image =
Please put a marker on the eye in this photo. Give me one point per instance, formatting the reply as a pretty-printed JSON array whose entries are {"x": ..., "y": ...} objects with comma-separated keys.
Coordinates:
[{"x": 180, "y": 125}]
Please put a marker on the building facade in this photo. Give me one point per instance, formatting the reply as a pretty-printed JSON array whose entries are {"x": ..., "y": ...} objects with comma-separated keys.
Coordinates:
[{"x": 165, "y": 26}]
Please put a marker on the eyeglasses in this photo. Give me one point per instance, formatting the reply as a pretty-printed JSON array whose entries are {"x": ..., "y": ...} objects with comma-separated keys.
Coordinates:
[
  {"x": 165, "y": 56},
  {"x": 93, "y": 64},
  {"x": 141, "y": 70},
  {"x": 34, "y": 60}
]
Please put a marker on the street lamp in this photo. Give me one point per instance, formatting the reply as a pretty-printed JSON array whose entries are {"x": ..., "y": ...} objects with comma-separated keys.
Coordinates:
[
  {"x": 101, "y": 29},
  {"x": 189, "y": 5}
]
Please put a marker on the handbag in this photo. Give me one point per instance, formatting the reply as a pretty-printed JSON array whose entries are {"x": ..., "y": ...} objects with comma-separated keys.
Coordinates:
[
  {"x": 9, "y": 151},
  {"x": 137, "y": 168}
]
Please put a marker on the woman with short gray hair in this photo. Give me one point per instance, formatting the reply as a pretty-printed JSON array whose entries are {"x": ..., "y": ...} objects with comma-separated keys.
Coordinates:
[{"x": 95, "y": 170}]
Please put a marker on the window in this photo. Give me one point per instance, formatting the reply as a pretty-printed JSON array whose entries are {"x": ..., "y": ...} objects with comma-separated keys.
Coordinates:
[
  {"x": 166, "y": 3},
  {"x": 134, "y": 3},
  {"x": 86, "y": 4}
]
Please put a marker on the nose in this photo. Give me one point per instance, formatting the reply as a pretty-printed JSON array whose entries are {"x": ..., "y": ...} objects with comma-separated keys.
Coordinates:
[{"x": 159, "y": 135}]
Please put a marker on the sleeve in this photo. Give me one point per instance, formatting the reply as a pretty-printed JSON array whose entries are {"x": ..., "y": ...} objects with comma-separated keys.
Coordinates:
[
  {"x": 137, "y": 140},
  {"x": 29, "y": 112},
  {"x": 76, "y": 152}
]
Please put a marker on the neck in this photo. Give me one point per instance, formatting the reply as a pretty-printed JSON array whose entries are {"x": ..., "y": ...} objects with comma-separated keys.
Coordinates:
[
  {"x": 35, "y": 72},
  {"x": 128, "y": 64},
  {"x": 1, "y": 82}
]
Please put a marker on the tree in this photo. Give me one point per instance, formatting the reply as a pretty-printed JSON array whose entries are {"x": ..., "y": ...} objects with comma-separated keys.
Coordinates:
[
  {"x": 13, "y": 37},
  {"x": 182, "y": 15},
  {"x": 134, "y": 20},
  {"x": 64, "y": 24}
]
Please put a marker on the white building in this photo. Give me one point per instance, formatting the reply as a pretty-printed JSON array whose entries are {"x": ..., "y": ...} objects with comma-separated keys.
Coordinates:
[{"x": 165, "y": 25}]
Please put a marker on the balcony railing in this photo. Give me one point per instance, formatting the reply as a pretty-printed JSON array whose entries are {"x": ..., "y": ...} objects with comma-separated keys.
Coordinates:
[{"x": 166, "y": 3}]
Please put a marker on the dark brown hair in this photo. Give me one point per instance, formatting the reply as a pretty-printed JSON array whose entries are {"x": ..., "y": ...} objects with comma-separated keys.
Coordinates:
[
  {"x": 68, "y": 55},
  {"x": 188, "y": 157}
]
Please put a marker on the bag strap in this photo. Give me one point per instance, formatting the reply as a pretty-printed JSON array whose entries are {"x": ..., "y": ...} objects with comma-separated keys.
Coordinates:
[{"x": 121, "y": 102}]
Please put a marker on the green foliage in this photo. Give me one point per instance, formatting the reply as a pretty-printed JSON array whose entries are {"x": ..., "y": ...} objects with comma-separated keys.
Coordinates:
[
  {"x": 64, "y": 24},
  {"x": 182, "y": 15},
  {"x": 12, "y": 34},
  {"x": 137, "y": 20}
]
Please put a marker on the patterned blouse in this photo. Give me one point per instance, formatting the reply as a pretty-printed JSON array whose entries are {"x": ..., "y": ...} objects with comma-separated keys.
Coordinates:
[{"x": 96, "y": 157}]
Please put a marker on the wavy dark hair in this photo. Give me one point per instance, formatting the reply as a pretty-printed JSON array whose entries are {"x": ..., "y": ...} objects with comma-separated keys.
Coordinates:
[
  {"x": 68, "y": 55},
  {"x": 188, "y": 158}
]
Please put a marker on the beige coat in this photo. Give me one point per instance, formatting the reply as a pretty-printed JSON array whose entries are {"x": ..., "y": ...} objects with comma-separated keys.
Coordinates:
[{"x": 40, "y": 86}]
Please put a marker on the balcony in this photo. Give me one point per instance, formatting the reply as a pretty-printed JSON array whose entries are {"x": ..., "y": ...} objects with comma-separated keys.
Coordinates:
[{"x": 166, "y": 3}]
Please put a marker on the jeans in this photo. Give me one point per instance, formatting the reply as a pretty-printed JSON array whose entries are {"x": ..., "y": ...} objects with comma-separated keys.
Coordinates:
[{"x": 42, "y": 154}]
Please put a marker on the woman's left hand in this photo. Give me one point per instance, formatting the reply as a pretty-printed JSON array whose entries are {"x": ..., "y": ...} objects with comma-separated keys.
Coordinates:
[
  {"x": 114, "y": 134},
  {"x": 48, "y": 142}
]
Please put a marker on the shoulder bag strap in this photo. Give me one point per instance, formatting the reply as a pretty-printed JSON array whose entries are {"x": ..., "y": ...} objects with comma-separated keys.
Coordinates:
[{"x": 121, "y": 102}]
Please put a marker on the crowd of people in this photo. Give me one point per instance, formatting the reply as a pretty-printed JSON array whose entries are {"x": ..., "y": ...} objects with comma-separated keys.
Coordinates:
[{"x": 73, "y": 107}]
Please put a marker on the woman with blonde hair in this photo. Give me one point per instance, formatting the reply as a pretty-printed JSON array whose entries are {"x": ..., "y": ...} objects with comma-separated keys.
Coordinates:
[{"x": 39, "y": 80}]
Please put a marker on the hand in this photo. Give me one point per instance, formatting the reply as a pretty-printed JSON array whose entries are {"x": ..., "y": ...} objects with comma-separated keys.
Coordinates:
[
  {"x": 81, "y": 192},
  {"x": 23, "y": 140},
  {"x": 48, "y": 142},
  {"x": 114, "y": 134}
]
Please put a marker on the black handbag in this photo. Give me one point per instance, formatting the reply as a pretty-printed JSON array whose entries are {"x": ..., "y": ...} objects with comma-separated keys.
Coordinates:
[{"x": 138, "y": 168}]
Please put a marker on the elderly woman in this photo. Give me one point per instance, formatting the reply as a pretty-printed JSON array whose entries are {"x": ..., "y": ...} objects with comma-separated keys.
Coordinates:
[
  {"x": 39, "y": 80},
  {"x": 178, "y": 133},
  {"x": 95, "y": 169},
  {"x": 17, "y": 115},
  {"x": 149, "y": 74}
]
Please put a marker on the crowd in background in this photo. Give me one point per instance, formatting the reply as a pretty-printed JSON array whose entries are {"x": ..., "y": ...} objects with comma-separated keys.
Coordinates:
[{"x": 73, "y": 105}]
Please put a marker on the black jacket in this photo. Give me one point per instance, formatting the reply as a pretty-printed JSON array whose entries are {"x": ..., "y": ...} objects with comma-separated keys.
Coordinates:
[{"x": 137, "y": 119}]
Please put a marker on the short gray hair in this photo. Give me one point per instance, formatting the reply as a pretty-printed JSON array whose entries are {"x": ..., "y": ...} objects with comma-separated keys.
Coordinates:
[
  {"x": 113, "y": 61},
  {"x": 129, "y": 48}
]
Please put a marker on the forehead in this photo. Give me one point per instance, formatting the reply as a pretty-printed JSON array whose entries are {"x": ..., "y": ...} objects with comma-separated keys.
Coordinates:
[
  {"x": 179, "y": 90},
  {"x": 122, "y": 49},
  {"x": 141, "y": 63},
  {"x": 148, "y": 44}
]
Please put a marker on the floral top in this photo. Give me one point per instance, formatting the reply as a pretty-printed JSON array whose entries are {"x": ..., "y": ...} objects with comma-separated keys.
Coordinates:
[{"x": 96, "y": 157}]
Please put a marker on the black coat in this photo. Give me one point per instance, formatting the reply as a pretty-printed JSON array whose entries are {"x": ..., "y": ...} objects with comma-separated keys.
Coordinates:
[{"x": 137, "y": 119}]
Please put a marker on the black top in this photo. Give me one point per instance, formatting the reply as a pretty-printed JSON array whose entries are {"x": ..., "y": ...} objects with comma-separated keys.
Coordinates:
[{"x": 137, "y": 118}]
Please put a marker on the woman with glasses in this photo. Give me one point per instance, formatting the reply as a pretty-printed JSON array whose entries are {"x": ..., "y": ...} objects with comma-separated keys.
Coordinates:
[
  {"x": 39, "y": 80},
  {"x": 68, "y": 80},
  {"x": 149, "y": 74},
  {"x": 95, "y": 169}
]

-------

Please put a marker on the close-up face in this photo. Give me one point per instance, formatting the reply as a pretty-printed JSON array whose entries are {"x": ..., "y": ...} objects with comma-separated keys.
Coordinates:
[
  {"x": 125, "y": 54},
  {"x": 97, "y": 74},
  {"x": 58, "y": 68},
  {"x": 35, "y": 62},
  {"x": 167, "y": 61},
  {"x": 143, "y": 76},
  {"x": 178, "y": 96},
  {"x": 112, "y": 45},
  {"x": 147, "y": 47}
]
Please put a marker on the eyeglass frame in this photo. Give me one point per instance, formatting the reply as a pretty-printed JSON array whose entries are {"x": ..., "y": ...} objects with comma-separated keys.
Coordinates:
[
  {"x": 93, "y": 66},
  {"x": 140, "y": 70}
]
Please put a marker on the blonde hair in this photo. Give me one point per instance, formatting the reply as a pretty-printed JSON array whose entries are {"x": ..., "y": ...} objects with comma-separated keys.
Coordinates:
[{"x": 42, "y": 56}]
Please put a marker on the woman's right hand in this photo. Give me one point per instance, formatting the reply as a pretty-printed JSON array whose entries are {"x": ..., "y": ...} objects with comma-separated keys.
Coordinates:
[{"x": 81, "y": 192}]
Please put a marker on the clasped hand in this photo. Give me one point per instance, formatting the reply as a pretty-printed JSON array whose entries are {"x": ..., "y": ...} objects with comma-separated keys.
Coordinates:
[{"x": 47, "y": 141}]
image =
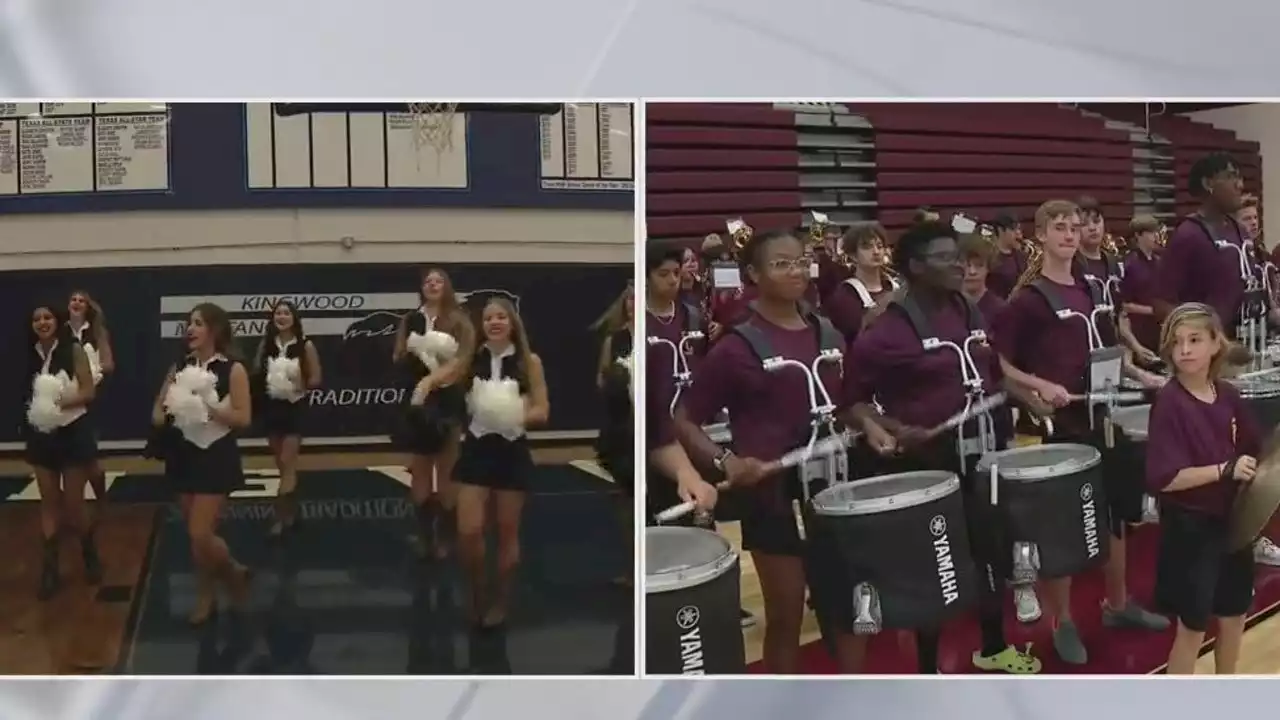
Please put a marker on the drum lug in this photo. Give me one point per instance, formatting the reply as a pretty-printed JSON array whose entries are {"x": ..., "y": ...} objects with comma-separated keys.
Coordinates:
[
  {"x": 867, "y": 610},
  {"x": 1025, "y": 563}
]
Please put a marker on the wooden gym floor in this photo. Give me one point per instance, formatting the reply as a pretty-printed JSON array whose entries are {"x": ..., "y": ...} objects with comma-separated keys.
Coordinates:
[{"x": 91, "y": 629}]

-------

### [Action item]
Check each line above for the word "black", and copy the lines where it appears.

### [Result of the exercise]
Please put a marker on the black handbag in this photo. Give me one point per instance, formatting the reply as a pretty-printed JSON array whose entries are {"x": ..., "y": ...} objects with comma-separated keys.
Please put a marker on the black jacket in this photo. Give me one point per instance, formatting the reply as a pretty-printed JSON array whose entries are {"x": ..., "y": ...} objects with comma-separated keys.
Please put a marker on the black coat in this photo. Give me one point per instance, formatting the reply as a pretty-printed JSON array whose entries are {"x": ..., "y": ...} objects with comma-separated keys.
Please put a marker on the black top in this photo. Give me one point per instance, formatting the reply as a pretty-printed JSON array whose entries are {"x": ..., "y": ...} objects with comma-separated keys.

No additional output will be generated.